→ Prompt
Copy every line of the listing below, requests included, and multiply each bounding-box coordinate in the detection results by 1.1, rounding to whole numbers with halves rounded up. Leave the sample boxes in the output specifications unchanged.

A run of records
— Start —
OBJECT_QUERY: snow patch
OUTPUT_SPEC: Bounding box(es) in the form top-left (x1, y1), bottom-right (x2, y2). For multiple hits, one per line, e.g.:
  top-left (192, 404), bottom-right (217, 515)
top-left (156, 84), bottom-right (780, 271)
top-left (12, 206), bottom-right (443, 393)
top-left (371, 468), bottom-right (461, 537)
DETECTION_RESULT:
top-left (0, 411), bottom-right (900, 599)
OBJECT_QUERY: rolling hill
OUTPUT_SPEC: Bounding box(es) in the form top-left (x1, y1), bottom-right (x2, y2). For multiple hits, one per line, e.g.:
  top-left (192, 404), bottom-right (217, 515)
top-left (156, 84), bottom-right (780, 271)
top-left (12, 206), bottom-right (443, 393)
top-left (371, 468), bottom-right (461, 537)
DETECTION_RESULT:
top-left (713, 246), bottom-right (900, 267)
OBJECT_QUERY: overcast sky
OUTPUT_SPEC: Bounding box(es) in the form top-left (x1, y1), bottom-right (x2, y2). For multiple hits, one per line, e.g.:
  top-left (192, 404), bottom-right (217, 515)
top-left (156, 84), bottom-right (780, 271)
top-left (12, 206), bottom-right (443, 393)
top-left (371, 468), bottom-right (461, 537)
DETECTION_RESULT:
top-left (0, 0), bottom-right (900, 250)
— End —
→ The answer
OBJECT_QUERY: snow patch
OUTPUT_SPEC: Bounding box(es) in the form top-left (x1, y1), bottom-right (x2, y2). For multiple hits, one per line, e.g.:
  top-left (192, 404), bottom-right (217, 515)
top-left (156, 84), bottom-right (780, 271)
top-left (12, 206), bottom-right (443, 393)
top-left (371, 468), bottom-right (461, 537)
DETECTION_RESULT:
top-left (0, 452), bottom-right (990, 659)
OBJECT_QUERY: rolling hill
OUTPUT_SPEC: Bounding box(es) in the form top-left (x1, y1), bottom-right (x2, y2). For multiple hits, one per line, e.g.:
  top-left (192, 404), bottom-right (217, 515)
top-left (156, 84), bottom-right (780, 271)
top-left (12, 206), bottom-right (443, 393)
top-left (371, 468), bottom-right (461, 537)
DETECTION_RESULT:
top-left (784, 271), bottom-right (990, 294)
OBJECT_QUERY: overcast sky
OUTPUT_SPEC: Bounding box(es) in the form top-left (x1, y1), bottom-right (x2, y2). For multiple hits, one per line, e.g.:
  top-left (192, 404), bottom-right (217, 515)
top-left (156, 84), bottom-right (780, 271)
top-left (12, 206), bottom-right (443, 393)
top-left (371, 468), bottom-right (461, 537)
DETECTION_RESULT:
top-left (0, 0), bottom-right (990, 275)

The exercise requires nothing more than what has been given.